> _TAREFA 1_
No texto sobre a gestão municipal do Programa, quais secretarias propuseram e gerenciaram o Programa inicialmente?
> _TAREFA 2_
Transcreva do texto sobre a gestão municipal do Programa o trecho que começa em "A responsabilidade dos" e termina em "o espaço local.", incluindo essas palavras.
> _TAREFA 3_
Quais são os princípios básicos da reforma do Estado enumerados no texto sobre a gestão municipal do Programa? Liste todos.

> _TEXTO PARA LEITURA_

▽

Em contrapartida, destaca-se, no processo de implantação do Programa, o papel dos municípios, cabendo a estes gerir, executar e avaliar, junto aos demais níveis de governo, o seu desenvolvimento. Proposto e gerenciado inicialmente pelas secretarias de trabalho e ação social, ao ser implantado em alguns municípios, o Programa toma feições distintas quanto à relação com as secretarias de educação, aspecto fundamental para o seu andamento: em alguns municípios, essa relação é marcada por conflitos e por profunda desarticulação, caracterizando-se a jornada ampliada como uma atividade à parte das atividades desenvolvidas na escola; em outros, a relação vem se dando de forma mais articulada, no entanto as secretarias de educação assumem papel de coadjuvantes para cuidar dos aspectos pedagógicos e promover, em alguns momentos, algum tipo de articulação entre o ensino regular e a jornada ampliada; em outros, o Programa têm na Secretaria de Educação seu principal organizador, cabendo a esta cuidar de aspectos fundamentais do Programa, inclusive através de sua articulação com o conjunto da rede de ensino público municipal, buscando incorporá-la à sua política de educação.

Esse processo de gestão do Programa tem sido marcado por conflitos e pressões entre os poderes local e federal. De um lado, os municípios tentam ampliar o atendimento do Programa, buscando a sua universalização; e, de outro, o governo federal tenta manter os gastos e ampliar o atendimento, defendendo uma perspectiva de focalização do problema do trabalho infantil em situações de risco.

A responsabilidade dos municípios na gestão deste e de diversos outros programas sociais, como indicados anteriormente, tem crescido nos últimos anos e insere-se num amplo e complexo processo de descentralização.

Vale enfatizar que a descentralização constitui um dos oito princípios que orientam a atual reforma do Estado,3 3 Os princípios básicos que orientam a reforma são: desburocratização, descentralização, transparência, accountability, ética, profissionalismo, competitividade e enfoque no cidadão cliente, os dois últimos são próprios da linguagem neoliberal (Bresser Pereira, 1996). configurando-se como a ampliação dos processos decisórios entre os diversos níveis hierárquicos e entre as distintas esferas governamentais. Nesta direção, afirma-se que a meta é fortalecer o espaço local.

Com efeito, a descentralização tem como pressuposto básico uma sociedade civil com alto grau de organização, capaz de controlar os serviços através de sua participação na esfera pública.

△

> _REGISTROS EXIBIDOS_
▽

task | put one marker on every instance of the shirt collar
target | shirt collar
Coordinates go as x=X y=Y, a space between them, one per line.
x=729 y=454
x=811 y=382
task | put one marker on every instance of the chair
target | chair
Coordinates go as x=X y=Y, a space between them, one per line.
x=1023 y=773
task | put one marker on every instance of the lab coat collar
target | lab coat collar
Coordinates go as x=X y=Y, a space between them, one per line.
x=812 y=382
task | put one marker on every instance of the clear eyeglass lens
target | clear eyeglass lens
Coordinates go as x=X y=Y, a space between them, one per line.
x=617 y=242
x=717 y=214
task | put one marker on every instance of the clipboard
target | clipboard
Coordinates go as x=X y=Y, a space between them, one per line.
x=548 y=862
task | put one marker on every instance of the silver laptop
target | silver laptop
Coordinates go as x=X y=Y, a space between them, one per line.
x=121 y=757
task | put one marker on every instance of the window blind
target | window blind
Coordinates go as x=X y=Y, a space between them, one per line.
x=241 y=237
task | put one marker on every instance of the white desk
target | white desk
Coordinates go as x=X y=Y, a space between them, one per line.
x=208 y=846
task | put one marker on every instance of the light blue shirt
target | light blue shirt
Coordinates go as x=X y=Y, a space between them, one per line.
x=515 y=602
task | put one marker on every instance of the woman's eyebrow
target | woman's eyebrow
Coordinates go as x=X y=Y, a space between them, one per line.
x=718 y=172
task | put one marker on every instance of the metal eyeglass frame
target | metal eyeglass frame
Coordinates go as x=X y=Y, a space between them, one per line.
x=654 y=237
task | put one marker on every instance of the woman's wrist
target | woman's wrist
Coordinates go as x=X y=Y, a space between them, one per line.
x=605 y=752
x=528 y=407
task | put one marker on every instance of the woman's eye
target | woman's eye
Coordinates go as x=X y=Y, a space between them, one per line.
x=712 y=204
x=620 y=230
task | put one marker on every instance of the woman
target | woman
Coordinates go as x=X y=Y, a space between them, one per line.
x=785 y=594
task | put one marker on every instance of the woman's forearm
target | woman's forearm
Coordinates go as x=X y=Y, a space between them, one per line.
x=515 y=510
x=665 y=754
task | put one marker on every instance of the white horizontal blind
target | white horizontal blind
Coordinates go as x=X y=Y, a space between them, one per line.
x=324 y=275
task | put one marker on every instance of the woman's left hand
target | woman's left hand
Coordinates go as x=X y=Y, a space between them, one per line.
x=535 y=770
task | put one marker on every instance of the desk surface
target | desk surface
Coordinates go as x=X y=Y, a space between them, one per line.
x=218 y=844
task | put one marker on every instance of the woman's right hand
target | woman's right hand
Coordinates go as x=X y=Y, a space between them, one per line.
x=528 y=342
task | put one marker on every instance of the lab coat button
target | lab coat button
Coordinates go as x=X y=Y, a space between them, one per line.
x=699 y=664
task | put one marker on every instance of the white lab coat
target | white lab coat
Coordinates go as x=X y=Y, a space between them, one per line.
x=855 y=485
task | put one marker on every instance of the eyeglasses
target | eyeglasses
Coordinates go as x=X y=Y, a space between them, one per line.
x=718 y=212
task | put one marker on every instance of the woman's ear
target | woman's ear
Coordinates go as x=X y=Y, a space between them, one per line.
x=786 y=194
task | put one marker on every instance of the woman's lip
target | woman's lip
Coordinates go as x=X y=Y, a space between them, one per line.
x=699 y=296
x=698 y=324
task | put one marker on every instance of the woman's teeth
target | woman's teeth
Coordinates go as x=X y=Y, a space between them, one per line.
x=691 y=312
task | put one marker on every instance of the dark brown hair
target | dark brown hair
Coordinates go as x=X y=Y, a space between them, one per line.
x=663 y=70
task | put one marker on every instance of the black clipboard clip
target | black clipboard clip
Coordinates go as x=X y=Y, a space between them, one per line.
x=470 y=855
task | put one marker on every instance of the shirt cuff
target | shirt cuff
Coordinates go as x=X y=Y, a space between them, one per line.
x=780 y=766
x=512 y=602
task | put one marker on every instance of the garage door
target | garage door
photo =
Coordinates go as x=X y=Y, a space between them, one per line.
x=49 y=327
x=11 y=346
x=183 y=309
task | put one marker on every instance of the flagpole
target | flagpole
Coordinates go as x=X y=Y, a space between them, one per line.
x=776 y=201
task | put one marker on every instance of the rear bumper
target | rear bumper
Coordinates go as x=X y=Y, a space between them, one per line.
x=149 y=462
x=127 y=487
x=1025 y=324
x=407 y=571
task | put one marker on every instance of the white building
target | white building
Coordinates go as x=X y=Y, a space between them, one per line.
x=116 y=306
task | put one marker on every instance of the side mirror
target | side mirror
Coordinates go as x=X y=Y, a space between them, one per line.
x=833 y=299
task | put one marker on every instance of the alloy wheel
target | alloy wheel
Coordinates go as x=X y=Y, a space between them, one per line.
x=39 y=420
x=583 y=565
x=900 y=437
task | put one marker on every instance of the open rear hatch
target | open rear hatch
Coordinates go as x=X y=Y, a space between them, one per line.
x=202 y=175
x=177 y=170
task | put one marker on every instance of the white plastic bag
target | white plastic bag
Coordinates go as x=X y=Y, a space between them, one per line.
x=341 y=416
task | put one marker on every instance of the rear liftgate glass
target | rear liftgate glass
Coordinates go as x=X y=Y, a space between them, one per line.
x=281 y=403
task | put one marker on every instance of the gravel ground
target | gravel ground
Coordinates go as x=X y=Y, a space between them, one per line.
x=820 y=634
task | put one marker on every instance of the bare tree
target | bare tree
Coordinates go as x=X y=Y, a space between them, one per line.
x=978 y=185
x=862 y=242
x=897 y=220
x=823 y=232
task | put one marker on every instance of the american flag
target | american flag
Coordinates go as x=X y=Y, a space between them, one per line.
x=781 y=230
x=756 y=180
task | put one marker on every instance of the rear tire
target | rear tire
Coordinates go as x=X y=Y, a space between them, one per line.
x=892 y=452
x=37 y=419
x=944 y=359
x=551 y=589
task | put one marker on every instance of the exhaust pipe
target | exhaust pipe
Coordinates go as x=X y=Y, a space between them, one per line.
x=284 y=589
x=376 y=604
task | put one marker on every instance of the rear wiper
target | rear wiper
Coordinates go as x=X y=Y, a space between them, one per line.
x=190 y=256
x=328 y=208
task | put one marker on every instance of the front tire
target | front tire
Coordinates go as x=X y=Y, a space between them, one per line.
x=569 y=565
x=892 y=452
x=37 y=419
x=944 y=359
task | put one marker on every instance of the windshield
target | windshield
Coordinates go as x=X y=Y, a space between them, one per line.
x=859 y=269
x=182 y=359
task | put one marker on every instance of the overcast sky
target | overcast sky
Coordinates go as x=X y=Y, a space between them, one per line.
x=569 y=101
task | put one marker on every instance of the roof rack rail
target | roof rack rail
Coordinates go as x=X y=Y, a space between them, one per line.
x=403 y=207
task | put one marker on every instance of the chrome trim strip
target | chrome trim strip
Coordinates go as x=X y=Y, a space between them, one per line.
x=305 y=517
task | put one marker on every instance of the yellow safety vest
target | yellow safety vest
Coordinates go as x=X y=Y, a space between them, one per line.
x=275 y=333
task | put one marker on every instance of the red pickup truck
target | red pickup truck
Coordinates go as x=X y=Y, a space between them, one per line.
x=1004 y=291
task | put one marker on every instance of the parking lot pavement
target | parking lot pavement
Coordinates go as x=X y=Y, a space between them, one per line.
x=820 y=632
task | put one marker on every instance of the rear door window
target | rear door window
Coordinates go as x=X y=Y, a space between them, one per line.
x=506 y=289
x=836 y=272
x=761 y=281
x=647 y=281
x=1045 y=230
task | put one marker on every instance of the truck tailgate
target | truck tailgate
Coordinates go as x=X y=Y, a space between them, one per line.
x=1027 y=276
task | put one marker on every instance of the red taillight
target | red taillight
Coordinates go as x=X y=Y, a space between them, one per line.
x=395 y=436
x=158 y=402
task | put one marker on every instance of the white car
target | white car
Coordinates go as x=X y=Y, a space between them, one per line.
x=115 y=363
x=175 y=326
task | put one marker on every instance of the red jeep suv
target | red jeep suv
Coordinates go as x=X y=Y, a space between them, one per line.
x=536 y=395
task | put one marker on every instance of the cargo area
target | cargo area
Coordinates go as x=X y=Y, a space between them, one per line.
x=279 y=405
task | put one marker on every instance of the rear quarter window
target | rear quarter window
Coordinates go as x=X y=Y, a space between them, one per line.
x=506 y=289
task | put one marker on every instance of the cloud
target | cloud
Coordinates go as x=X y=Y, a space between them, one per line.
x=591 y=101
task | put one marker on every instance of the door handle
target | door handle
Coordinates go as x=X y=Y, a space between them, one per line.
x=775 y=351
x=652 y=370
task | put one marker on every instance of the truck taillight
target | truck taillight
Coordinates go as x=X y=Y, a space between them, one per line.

△
▽

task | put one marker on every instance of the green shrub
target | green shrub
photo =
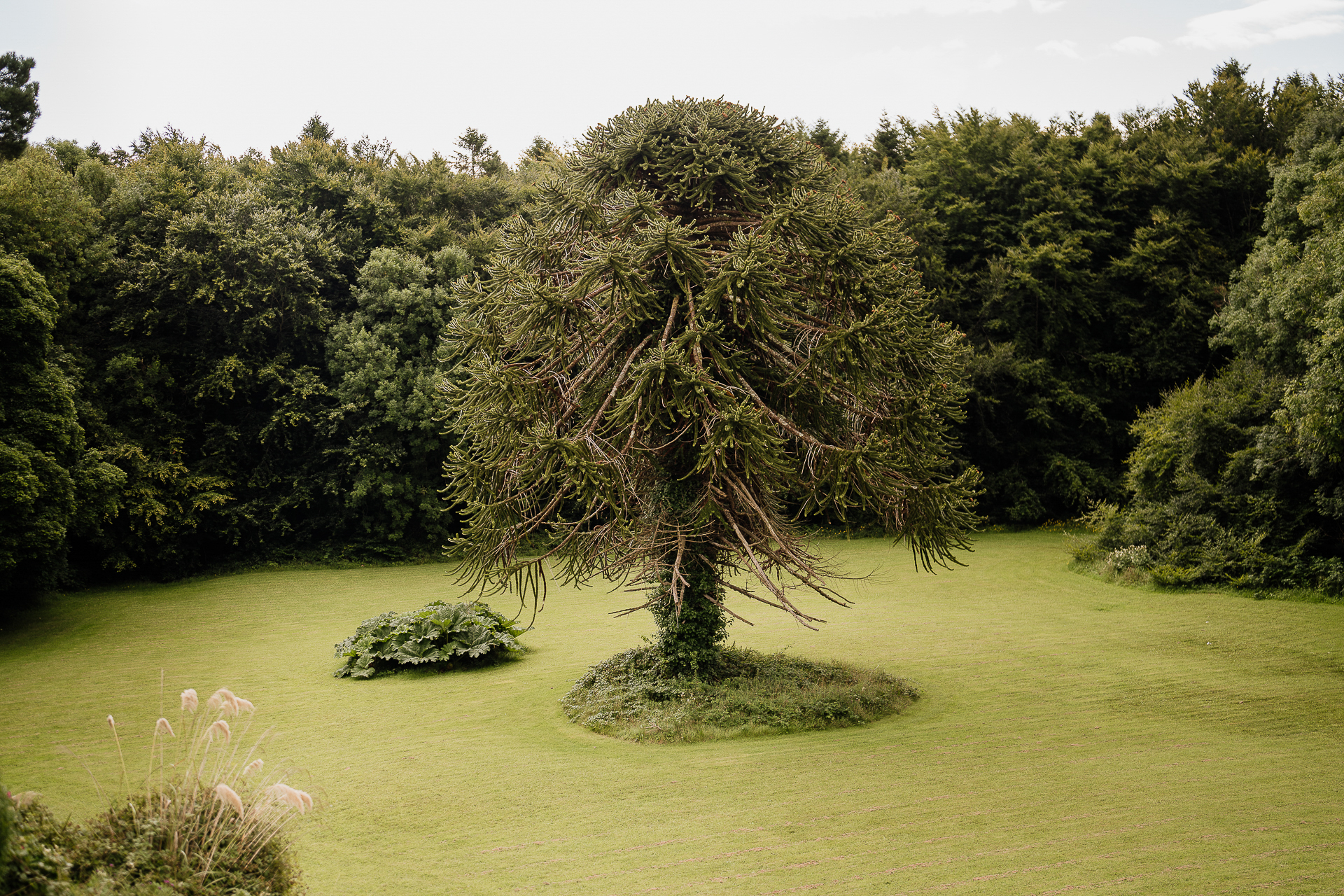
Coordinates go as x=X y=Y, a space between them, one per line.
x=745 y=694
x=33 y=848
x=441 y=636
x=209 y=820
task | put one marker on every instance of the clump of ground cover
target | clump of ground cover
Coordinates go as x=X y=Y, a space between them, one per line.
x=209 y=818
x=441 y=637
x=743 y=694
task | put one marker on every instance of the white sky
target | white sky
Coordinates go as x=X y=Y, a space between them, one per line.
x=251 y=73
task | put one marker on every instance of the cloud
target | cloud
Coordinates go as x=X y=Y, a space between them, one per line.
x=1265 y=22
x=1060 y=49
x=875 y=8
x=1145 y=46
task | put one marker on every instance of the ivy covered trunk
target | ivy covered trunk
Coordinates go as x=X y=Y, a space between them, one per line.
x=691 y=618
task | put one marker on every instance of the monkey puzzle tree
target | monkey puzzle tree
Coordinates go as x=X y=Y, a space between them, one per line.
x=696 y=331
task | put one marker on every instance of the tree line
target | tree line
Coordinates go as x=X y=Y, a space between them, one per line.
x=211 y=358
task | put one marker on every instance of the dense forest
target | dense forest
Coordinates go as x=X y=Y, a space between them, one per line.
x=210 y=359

△
▽

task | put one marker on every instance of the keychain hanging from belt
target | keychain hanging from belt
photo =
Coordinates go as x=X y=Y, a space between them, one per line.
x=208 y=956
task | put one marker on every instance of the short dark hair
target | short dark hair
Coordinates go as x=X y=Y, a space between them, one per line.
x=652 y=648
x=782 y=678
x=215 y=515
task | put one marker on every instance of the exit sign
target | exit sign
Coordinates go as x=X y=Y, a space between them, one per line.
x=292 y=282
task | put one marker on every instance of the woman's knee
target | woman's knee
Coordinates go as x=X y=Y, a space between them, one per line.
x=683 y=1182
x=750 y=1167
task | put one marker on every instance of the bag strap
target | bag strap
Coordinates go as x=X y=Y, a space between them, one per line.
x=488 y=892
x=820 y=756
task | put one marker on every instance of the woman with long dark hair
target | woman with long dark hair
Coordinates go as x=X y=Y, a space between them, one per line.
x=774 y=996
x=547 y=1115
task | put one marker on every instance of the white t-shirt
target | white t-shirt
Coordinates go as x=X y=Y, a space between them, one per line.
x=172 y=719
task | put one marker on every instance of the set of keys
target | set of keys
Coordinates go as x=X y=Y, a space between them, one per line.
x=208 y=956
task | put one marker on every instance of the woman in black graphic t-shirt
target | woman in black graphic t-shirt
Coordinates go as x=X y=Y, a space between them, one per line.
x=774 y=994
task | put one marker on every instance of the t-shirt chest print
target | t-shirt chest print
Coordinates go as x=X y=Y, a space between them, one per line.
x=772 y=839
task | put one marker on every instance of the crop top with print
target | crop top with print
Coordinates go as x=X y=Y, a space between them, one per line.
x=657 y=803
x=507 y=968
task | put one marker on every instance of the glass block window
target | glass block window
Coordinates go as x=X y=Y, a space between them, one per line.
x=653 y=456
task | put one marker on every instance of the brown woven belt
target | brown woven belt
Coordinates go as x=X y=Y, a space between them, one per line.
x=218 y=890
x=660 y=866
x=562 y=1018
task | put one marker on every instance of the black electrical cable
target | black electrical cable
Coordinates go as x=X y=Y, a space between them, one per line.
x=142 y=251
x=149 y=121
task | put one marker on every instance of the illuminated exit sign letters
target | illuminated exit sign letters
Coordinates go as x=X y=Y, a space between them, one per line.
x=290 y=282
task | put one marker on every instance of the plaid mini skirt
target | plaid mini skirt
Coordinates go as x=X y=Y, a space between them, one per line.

△

> _RESPOSTA 1_
As secretarias de trabalho e ação social.

> _RESPOSTA 2_
A responsabilidade dos municípios na gestão deste e de diversos outros programas sociais, como indicados anteriormente, tem crescido nos últimos anos e insere-se num amplo e complexo processo de descentralização.

Vale enfatizar que a descentralização constitui um dos oito princípios que orientam a atual reforma do Estado,3 3 Os princípios básicos que orientam a reforma são: desburocratização, descentralização, transparência, accountability, ética, profissionalismo, competitividade e enfoque no cidadão cliente, os dois últimos são próprios da linguagem neoliberal (Bresser Pereira, 1996). configurando-se como a ampliação dos processos decisórios entre os diversos níveis hierárquicos e entre as distintas esferas governamentais. Nesta direção, afirma-se que a meta é fortalecer o espaço local.

> _RESPOSTA 3_
- desburocratização
- descentralização
- transparência
- accountability
- ética
- profissionalismo
- competitividade
- enfoque no cidadão cliente